==== Document extract
Sunday, October 30, 2016

Positive Quiddity: Nadia Murad


Nadia Murad Basee Taha (Kurdish: نادیە موراد / Nadîye Murad‎; born 1993) is a Yazidi human rights activist, Nobel Peace Prize nominee and since September 2016 the first Goodwill Ambassador for the Dignity of Survivors of Human Trafficking of the United Nations. She was kidnapped and held by the Islamic State in August 2014.

Background

In August 2014, 21 year old Murad was a student living in the village of Kocho in Sinjar, northern Iraq when Islamic State fighters rounded up the Yazidi community in the village killing 600 people – including six of Nadia's brothers and stepbrothers – and taking the younger women into slavery. That year Murad was one of more than 6,700 Yazidi women taken prisoner by Islamic State in Iraq. She was held as a slave in the city of Mosul, beaten, burned with cigarettes, and raped when trying to escape. In November 2014, Nadia was able to escape after her captor left the house unlocked. She was taken in by a neighbouring family who were able to smuggle her out of the Islamic State controlled area, allowing her to make her way to a refugee camp in Duhok, northern Iraq, and then to Stuttgart, Germany.
========
(What needs to be done): Reproduce the Nadia Murad profile between "Sunday, October 30, 2016" and "in August 2014.", inclusive, swapping "Goodwill Ambassador" for "Special Envoy".
==== Dataset
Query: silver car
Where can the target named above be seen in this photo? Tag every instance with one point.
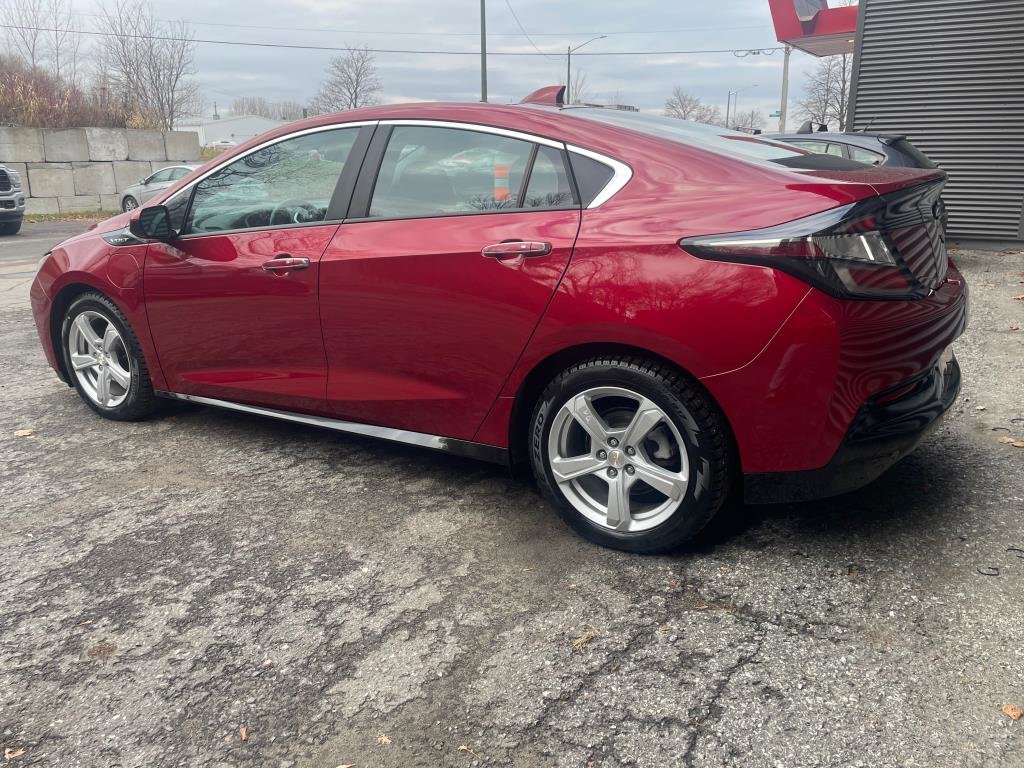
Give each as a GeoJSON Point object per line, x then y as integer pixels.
{"type": "Point", "coordinates": [138, 194]}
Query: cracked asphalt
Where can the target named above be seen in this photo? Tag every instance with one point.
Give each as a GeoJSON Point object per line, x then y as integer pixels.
{"type": "Point", "coordinates": [211, 589]}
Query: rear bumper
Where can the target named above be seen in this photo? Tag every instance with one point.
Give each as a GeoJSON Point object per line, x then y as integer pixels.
{"type": "Point", "coordinates": [887, 428]}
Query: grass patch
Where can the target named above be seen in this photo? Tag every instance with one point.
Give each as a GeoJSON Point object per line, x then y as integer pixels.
{"type": "Point", "coordinates": [36, 218]}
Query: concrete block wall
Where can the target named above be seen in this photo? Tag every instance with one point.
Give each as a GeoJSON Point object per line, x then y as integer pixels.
{"type": "Point", "coordinates": [86, 169]}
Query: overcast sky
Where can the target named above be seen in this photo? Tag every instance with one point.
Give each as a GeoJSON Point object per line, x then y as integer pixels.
{"type": "Point", "coordinates": [226, 72]}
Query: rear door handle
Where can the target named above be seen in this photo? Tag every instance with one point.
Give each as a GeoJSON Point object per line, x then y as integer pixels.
{"type": "Point", "coordinates": [286, 263]}
{"type": "Point", "coordinates": [512, 248]}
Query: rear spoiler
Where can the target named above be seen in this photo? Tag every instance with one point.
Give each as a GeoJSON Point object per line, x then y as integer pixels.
{"type": "Point", "coordinates": [551, 95]}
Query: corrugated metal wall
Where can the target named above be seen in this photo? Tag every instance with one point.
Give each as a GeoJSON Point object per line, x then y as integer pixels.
{"type": "Point", "coordinates": [949, 74]}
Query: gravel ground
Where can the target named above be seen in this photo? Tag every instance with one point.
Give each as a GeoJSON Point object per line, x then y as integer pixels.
{"type": "Point", "coordinates": [209, 589]}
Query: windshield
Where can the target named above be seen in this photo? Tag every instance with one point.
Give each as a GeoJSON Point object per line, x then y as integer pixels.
{"type": "Point", "coordinates": [722, 140]}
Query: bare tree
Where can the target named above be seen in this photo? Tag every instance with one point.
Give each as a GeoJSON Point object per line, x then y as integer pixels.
{"type": "Point", "coordinates": [150, 61]}
{"type": "Point", "coordinates": [28, 40]}
{"type": "Point", "coordinates": [826, 92]}
{"type": "Point", "coordinates": [750, 120]}
{"type": "Point", "coordinates": [62, 42]}
{"type": "Point", "coordinates": [351, 82]}
{"type": "Point", "coordinates": [687, 107]}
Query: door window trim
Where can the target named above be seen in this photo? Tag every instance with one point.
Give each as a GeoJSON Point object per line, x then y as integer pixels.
{"type": "Point", "coordinates": [377, 143]}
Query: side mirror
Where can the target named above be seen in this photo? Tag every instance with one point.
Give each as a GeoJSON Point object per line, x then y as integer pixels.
{"type": "Point", "coordinates": [153, 222]}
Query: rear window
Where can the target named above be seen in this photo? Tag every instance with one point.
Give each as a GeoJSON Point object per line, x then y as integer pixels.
{"type": "Point", "coordinates": [722, 140]}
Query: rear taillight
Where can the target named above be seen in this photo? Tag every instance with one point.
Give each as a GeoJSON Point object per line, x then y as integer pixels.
{"type": "Point", "coordinates": [846, 252]}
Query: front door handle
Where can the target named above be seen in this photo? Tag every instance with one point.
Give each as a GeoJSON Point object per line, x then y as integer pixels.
{"type": "Point", "coordinates": [513, 248]}
{"type": "Point", "coordinates": [286, 263]}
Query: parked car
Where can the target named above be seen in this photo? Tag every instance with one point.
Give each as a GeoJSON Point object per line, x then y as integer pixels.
{"type": "Point", "coordinates": [153, 184]}
{"type": "Point", "coordinates": [862, 146]}
{"type": "Point", "coordinates": [653, 315]}
{"type": "Point", "coordinates": [11, 201]}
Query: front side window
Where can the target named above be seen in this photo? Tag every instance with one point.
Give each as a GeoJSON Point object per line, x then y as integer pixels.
{"type": "Point", "coordinates": [290, 182]}
{"type": "Point", "coordinates": [430, 171]}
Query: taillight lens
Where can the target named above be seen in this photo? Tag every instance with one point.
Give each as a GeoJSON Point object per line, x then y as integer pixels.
{"type": "Point", "coordinates": [842, 252]}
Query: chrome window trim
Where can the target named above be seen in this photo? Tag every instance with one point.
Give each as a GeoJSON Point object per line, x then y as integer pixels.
========
(Answer in full):
Sunday, October 30, 2016

Positive Quiddity: Nadia Murad


Nadia Murad Basee Taha (Kurdish: نادیە موراد / Nadîye Murad‎; born 1993) is a Yazidi human rights activist, Nobel Peace Prize nominee and since September 2016 the first Special Envoy for the Dignity of Survivors of Human Trafficking of the United Nations. She was kidnapped and held by the Islamic State in August 2014.